■ EXCERPTED PASSAGE
__________________________________________________
The primary vegetation is a creosote bush community with barrel cactus (Ferocactus cylindraceus), Joshua trees (Yucca brevifolia), various chollas (Cylindropuntia spp.) and prickly pears (Opuntia spp.). Unlike other mountain ranges in Clark County, the McCullough Range is volcanic in origin. Examples of lava flows, ash falls and glassy zones are clearly visible. The area supports native black gramma grass (Bouteloua eriopoda), which is not known to occur anywhere else in Nevada and stands of teddy bear cholla (Cylindropuntia bigelovii), which is the northernmost extent of the species. Remarkable petroglyph panels and other important cultural resource features occur within the wilderness area.

Another peak northeast of Black Mountain is home to most of the radio and television transmission towers for the Las Vegas Valley.

===Southern===

Mountains of the South McCullough Wilderness at dusk near Jean, Nevada in 2026.
__________________________________________________
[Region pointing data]
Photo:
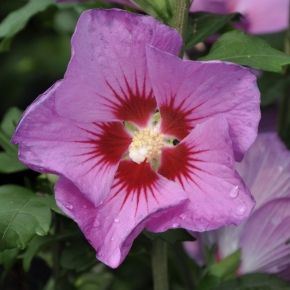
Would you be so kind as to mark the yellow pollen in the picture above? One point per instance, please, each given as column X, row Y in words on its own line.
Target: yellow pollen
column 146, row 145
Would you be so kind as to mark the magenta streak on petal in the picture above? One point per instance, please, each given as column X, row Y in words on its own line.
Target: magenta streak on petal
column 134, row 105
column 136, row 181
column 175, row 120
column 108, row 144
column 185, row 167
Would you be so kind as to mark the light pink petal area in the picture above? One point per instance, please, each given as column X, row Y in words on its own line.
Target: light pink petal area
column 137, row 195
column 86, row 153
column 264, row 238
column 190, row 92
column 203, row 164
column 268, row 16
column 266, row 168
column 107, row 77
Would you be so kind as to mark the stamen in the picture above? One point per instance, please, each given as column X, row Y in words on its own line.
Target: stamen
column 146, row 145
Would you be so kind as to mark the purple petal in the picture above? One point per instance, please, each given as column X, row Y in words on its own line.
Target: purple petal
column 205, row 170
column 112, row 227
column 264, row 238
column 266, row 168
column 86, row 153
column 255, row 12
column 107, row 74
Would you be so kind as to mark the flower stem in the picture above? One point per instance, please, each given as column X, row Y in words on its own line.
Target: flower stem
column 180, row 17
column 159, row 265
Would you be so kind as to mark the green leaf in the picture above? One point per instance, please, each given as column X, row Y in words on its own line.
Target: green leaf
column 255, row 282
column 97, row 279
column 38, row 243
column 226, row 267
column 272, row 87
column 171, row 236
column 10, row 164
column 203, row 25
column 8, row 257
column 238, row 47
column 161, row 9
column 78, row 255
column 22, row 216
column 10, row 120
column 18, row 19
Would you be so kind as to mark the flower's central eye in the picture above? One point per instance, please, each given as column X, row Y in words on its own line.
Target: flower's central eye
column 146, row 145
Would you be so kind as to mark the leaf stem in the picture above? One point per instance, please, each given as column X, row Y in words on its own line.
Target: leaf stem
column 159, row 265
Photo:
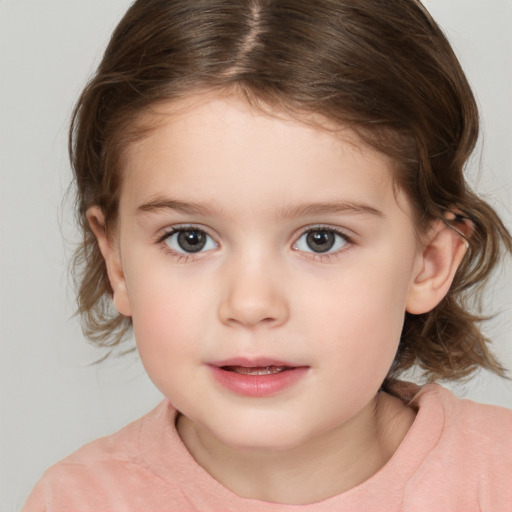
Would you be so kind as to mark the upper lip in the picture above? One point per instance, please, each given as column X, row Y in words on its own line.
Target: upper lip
__________________________________________________
■ WHAT THIS EXERCISE ASKS
- a) Write out the McCullough Range passage word for word, starting at "The primary vegetation" and ending at "Las Vegas Valley.".
- b) According to the McCullough Range passage, which native grass in the area is not known to grow anywhere else in Nevada?
- c) Pick up the McCullough Range passage where it stops and keep writing.

■ ANSWERS BY TASK
- a)
The primary vegetation is a creosote bush community with barrel cactus (Ferocactus cylindraceus), Joshua trees (Yucca brevifolia), various chollas (Cylindropuntia spp.) and prickly pears (Opuntia spp.). Unlike other mountain ranges in Clark County, the McCullough Range is volcanic in origin. Examples of lava flows, ash falls and glassy zones are clearly visible. The area supports native black gramma grass (Bouteloua eriopoda), which is not known to occur anywhere else in Nevada and stands of teddy bear cholla (Cylindropuntia bigelovii), which is the northernmost extent of the species. Remarkable petroglyph panels and other important cultural resource features occur within the wilderness area.

Another peak northeast of Black Mountain is home to most of the radio and television transmission towers for the Las Vegas Valley.

- b) Black gramma grass (Bouteloua eriopoda).

- c)
The southern portion consists of a north–south mountain range that drops off gradually to numerous valleys, foothills and sloping bajadas on the east and west flanks. Elevations range from 2500 ft in the northwest portion of the area to 7026 ft at McCullough Mountain in the center of the wilderness. Most of the area is composed of metamorphosed Precambrian rock, granite, and schist, although basalt and andesite flows occur in the northern reaches of the southern portion. Creosote bush (Larrea tridentata) scrub occurs below 4500 ft; Joshua trees, Mojave yucca (Yucca schidigera), and other cacti occur between 3500–5000 ft; blackbrush occurs between 4500–5000 ft; pinyon-juniper occurs above 5000 ft. Scattered mesquite/catclaw communities also occur in washes throughout the area.

Signs of prehistoric and Pre-Columbian habitation have been found in the area, including rock art, occupation and settlement sites, and pinyon pine nut caches. This was part of the historic homeland of the Mojave people.

The desert tortoise, Nelson bighorn sheep, Gambel's quail and chukar are present.